● **DOKUMEN SUMBER**
───

TEMPO.CO, Jakarta - Direktur Riset Center of Reform on Economy (Core) Piter Abdullah Redjalam mengatakan penurunan konsumsi di tengah pandemi Covid-19 adalah hal yang wajar terjadi. Hal ini merespons sejumlah pernyataan pemerintah soal banyaknya pemilik rekening deposito dengan nilai jumbo yang ternyata tak membelanjakan uangnya selama pandemi.
"Tidak bisa dipaksa naik. Meskipun ada uang, orang akan tetap menahan belanja, itu terlihat dengan kenaikan tabungan di atas Rp 100 juta," ujar dia dalam konferensi video, Kamis, 13 Agustus 2020.
Piter mengatakan penurunan konsumsi disebabkan dua hal. Pertama, menurunnya daya beli masyarakat akibat pemutusan hubungan kerja atau dibatasinya kegiatan usaha.
Kedua, masyarakat yang masih memiliki daya beli, kelompok menengah atas, memilih untuk membatasi dirinya sendiri, berjaga-jaga dan menahan konsumsi di tengah pandemi. Khususnya, konsumsi barang-barang sekunder atau mewah.
"Karena itu, sebaiknya kita fokus menanggulangi wabah, bukannya justru memikirkan meningkatkan konsumsi. Konsumsi akan naik sendiri ketika wabah sudah berlalu," ujar Piter.
Piter mengatakan program pemerintah, terutama yang berifat bantuan sosial, lebih bersifat membantu menahan penurunan daya beli. Menurut dia bansos tidak akan bisa menggantikan pendapatan yang hilang akibat dampak Covid-19. Sehingga, daya beli dan kondumsi tetap turun.
"Demikian juga dengan penerima gaji ke-13 dan subsidi gaji swasta, mereka tidak dapat bansos, mereka punya daya beli, tapi mereka tidak akan menggunakan tambahan income untuk meningkatkan konsumsi. Mereka tetap akan menahan konsumsi," kata Piter.

───

Catatan sumber

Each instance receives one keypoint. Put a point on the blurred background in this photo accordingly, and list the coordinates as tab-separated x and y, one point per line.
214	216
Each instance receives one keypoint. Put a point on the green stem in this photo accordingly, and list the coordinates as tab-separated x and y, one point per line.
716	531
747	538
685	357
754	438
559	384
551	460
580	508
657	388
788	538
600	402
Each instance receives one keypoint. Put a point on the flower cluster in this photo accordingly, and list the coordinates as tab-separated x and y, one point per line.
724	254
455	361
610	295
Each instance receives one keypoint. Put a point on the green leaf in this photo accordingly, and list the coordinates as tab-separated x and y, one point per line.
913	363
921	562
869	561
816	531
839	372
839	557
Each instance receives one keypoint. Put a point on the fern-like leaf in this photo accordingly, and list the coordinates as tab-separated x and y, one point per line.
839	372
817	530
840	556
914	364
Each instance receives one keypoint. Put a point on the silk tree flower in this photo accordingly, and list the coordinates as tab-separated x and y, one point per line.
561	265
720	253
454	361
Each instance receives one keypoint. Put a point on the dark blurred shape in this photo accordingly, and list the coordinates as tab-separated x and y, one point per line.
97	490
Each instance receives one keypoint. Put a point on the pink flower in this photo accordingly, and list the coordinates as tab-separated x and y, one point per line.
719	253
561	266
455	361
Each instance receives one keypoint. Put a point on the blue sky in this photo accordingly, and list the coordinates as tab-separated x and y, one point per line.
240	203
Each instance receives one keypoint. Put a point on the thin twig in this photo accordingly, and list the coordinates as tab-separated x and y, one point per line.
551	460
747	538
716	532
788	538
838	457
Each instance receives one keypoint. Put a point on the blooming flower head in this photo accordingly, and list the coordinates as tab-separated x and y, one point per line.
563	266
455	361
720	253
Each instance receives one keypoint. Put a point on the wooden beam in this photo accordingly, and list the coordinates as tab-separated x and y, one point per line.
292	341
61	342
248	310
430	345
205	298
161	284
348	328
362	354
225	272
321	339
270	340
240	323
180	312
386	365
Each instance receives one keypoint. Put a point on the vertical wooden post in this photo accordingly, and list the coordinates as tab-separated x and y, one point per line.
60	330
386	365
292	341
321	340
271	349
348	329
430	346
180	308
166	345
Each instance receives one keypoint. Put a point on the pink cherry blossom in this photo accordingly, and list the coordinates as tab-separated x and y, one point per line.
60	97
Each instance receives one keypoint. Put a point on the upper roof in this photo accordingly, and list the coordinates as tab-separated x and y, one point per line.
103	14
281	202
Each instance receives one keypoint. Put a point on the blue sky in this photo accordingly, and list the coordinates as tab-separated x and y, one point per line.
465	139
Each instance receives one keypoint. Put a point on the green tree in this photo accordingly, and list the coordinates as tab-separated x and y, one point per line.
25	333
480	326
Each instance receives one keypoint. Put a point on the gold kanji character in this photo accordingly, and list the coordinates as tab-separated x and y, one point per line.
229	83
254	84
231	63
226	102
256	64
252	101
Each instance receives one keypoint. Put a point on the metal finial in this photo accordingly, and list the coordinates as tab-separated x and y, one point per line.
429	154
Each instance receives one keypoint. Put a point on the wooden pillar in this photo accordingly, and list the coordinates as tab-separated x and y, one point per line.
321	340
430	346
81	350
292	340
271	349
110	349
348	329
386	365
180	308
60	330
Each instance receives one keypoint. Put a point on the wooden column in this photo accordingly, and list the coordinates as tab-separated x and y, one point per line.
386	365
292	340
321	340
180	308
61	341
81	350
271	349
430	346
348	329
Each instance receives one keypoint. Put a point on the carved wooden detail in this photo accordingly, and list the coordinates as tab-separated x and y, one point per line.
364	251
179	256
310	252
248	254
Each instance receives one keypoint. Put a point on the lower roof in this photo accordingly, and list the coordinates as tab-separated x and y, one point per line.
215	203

───

● **INSTRUKSI KERJA 1**
Pada hari dan tanggal berapa Piter Abdullah Redjalam menyampaikan pernyataannya dalam konferensi video, menurut artikel tentang penurunan konsumsi?
● **INSTRUKSI KERJA 2**
Tentukan apakah setiap pernyataan berikut sesuai dengan artikel tentang penurunan konsumsi. Jawab ya atau tidak, disertai kutipan kata-kata penentu dari artikel tersebut.
(a) Piter berpendapat bahwa bansos dapat menggantikan pendapatan yang hilang akibat Covid-19.
(b) Kelompok menengah atas memilih menahan konsumsi, khususnya konsumsi barang sekunder atau mewah.
(c) Piter menyarankan agar perhatian dipusatkan pada upaya meningkatkan konsumsi.
● **INSTRUKSI KERJA 3**
Terjemahkan kalimat berikut dari artikel tentang penurunan konsumsi ke dalam bahasa Inggris: "Piter mengatakan penurunan konsumsi disebabkan dua hal."

● **JAWABAN TERTULIS 1**
Kamis, 13 Agustus 2020.

● **JAWABAN TERTULIS 2**
(a) Tidak: "Menurut dia bansos tidak akan bisa menggantikan pendapatan yang hilang akibat dampak Covid-19."
(b) Ya: "kelompok menengah atas, memilih untuk membatasi dirinya sendiri, berjaga-jaga dan menahan konsumsi di tengah pandemi. Khususnya, konsumsi barang-barang sekunder atau mewah."
(c) Tidak: "sebaiknya kita fokus menanggulangi wabah, bukannya justru memikirkan meningkatkan konsumsi."

● **JAWABAN TERTULIS 3**
Piter said that the decline in consumption was caused by two things.